### Direction:
Display every line of the records below that contains the word "australia".

### Extracted data:
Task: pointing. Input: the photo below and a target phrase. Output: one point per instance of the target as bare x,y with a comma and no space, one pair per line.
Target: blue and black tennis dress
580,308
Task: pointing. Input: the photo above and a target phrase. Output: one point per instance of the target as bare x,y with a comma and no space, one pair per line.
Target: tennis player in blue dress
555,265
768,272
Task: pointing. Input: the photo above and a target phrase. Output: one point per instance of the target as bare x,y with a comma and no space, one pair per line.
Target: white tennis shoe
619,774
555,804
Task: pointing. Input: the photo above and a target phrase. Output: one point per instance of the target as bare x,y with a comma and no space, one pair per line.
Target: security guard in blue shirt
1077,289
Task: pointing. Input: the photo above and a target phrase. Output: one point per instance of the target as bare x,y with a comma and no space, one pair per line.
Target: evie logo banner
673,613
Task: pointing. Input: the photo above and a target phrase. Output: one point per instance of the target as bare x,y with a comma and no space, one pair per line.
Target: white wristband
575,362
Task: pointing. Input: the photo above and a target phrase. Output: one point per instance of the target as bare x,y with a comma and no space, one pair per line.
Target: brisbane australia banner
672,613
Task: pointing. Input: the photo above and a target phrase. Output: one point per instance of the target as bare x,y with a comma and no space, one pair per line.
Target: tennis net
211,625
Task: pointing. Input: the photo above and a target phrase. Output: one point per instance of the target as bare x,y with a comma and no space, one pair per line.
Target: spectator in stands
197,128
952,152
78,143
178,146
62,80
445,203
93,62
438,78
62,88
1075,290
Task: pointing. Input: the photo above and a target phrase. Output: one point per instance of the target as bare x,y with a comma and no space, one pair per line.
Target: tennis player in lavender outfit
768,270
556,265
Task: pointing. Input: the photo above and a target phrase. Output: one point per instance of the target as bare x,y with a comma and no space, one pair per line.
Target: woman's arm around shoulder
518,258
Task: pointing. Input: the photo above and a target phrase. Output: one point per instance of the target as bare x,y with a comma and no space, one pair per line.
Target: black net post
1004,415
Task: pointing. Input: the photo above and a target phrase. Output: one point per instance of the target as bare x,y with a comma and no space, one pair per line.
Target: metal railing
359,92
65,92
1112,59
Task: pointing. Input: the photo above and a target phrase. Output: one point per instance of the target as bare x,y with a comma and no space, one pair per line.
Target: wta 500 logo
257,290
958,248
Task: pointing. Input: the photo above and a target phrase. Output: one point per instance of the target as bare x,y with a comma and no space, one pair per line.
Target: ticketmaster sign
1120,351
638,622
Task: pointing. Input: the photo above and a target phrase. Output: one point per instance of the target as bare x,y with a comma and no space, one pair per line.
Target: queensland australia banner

### Response:
Target: brisbane australia banner
Target: queensland australia banner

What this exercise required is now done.